[Point annotation records]
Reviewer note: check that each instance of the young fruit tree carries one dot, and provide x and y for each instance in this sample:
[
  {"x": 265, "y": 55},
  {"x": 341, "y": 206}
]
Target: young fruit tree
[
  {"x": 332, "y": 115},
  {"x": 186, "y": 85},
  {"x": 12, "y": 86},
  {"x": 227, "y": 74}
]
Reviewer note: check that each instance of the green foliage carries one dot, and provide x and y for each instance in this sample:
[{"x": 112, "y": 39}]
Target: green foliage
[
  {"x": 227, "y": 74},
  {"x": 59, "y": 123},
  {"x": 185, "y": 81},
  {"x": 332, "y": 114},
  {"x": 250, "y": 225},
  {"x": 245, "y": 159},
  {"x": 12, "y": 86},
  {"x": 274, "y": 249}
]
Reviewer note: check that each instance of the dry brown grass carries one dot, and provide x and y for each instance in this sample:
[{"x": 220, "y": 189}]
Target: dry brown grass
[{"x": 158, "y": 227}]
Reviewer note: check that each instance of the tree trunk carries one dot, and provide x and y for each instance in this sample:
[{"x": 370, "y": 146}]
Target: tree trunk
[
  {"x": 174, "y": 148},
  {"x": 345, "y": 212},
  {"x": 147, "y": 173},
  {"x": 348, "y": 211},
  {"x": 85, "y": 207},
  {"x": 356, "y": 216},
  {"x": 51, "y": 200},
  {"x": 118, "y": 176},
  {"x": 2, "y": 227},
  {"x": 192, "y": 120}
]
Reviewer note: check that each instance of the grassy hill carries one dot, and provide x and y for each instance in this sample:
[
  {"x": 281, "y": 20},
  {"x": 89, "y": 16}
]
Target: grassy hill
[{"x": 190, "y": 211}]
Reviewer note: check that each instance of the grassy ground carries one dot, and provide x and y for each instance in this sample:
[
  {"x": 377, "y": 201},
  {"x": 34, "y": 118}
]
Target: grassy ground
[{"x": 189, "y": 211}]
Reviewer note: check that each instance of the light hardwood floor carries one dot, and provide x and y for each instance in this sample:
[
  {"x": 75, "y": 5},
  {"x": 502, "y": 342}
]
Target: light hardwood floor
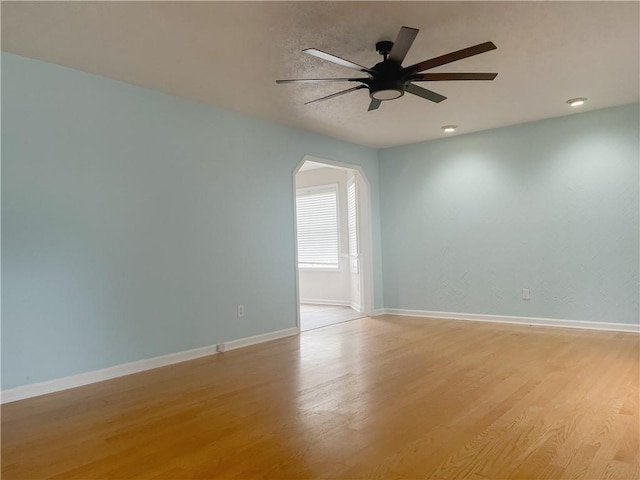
[{"x": 388, "y": 398}]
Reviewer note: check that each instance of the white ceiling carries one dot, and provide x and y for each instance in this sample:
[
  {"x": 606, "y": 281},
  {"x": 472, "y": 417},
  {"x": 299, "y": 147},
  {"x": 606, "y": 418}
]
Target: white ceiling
[{"x": 229, "y": 54}]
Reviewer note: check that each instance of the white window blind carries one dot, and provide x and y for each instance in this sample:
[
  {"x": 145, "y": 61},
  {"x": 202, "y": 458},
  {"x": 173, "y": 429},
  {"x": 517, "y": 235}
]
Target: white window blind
[
  {"x": 317, "y": 223},
  {"x": 352, "y": 217}
]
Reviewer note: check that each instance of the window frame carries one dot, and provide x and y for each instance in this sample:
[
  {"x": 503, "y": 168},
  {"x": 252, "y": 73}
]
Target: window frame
[{"x": 309, "y": 191}]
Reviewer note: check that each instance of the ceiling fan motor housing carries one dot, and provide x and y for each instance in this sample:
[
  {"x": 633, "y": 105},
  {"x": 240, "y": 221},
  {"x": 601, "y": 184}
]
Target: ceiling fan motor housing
[{"x": 387, "y": 82}]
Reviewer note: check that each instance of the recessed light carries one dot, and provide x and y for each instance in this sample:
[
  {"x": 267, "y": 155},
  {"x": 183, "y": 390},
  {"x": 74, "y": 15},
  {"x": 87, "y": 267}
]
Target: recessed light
[{"x": 576, "y": 102}]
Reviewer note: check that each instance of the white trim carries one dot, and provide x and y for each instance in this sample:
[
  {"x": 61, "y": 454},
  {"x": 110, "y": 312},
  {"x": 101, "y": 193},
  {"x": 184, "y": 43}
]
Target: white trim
[
  {"x": 356, "y": 307},
  {"x": 64, "y": 383},
  {"x": 58, "y": 384},
  {"x": 365, "y": 237},
  {"x": 544, "y": 322},
  {"x": 264, "y": 337},
  {"x": 315, "y": 301}
]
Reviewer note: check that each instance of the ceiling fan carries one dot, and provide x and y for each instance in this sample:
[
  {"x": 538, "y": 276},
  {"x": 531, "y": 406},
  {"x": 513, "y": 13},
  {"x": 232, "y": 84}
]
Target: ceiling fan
[{"x": 388, "y": 80}]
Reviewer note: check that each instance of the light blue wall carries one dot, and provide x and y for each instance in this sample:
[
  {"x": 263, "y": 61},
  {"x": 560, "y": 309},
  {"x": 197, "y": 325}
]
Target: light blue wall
[
  {"x": 134, "y": 222},
  {"x": 551, "y": 206}
]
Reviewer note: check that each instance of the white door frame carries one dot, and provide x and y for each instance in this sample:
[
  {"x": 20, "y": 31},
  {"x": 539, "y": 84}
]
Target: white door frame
[{"x": 365, "y": 231}]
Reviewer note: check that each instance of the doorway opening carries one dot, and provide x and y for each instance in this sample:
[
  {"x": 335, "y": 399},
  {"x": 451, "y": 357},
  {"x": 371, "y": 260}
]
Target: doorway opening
[{"x": 333, "y": 243}]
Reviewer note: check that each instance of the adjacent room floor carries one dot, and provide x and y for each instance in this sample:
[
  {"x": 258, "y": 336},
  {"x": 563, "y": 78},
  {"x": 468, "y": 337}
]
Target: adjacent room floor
[
  {"x": 388, "y": 398},
  {"x": 316, "y": 316}
]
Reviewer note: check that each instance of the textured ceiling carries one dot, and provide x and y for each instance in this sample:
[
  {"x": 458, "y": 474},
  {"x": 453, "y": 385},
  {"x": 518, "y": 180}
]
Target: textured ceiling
[{"x": 229, "y": 54}]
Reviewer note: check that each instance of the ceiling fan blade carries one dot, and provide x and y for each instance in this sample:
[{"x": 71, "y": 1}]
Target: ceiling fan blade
[
  {"x": 374, "y": 104},
  {"x": 334, "y": 59},
  {"x": 424, "y": 93},
  {"x": 437, "y": 77},
  {"x": 450, "y": 57},
  {"x": 318, "y": 80},
  {"x": 349, "y": 90},
  {"x": 403, "y": 43}
]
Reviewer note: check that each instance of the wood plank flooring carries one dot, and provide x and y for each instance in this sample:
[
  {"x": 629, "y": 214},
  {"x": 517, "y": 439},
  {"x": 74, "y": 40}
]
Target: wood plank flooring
[
  {"x": 383, "y": 398},
  {"x": 316, "y": 316}
]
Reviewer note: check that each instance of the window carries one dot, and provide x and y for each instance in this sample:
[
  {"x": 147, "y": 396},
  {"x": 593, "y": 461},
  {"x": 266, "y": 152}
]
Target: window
[
  {"x": 352, "y": 217},
  {"x": 317, "y": 222}
]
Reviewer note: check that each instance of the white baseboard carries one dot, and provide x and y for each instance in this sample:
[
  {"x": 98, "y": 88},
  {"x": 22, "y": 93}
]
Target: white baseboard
[
  {"x": 536, "y": 321},
  {"x": 265, "y": 337},
  {"x": 356, "y": 307},
  {"x": 315, "y": 301},
  {"x": 58, "y": 384}
]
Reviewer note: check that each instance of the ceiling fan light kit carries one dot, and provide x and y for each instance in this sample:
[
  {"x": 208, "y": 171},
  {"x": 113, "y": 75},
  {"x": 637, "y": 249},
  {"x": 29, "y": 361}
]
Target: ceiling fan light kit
[{"x": 388, "y": 80}]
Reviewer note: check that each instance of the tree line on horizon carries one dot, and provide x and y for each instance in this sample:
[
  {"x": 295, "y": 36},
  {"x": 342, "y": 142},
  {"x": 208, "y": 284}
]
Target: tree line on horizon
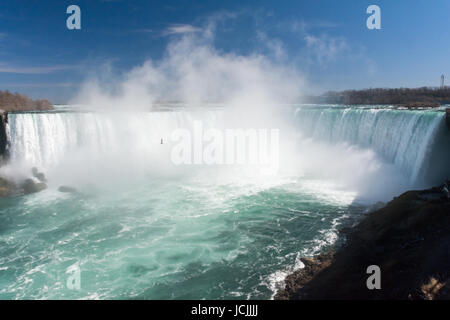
[
  {"x": 20, "y": 102},
  {"x": 400, "y": 96}
]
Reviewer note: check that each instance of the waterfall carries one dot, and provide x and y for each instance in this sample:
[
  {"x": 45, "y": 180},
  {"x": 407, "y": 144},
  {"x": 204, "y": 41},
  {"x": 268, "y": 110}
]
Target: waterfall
[
  {"x": 405, "y": 138},
  {"x": 44, "y": 139},
  {"x": 416, "y": 142}
]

■ **Your instructions**: Only the lines from the line bearing "Reviewer note: check that each instance of the white baseboard" to the end of the listing above, both inclusive, should be extracted verbatim; the pictures are excluded.

■ **Full solution**:
Reviewer note: check that each instance of the white baseboard carries one dot, and provide x and y for each instance in this sample:
[
  {"x": 98, "y": 88},
  {"x": 22, "y": 93}
]
Target: white baseboard
[
  {"x": 536, "y": 321},
  {"x": 265, "y": 337},
  {"x": 356, "y": 307},
  {"x": 315, "y": 301},
  {"x": 58, "y": 384}
]
Reviewer note: check that each instance of the ceiling fan light kit carries one dot, and provide x and y for each instance in this sample:
[
  {"x": 208, "y": 171},
  {"x": 113, "y": 75},
  {"x": 637, "y": 249},
  {"x": 29, "y": 361}
]
Target: ceiling fan light kit
[{"x": 388, "y": 80}]
Reviewer note: check that each instance of the tree line on horizon carries one dot, and provide x and y for each instance in this sample:
[
  {"x": 295, "y": 36},
  {"x": 342, "y": 142},
  {"x": 208, "y": 284}
]
Target: tree line on horizon
[
  {"x": 20, "y": 102},
  {"x": 400, "y": 96}
]
Reviewer note: check that each instance of the waterfall carries one dot, and provide x and y for each instance in this sample:
[
  {"x": 45, "y": 180},
  {"x": 407, "y": 144},
  {"x": 204, "y": 41},
  {"x": 268, "y": 110}
]
Target: waterfall
[
  {"x": 405, "y": 138},
  {"x": 44, "y": 139},
  {"x": 416, "y": 142}
]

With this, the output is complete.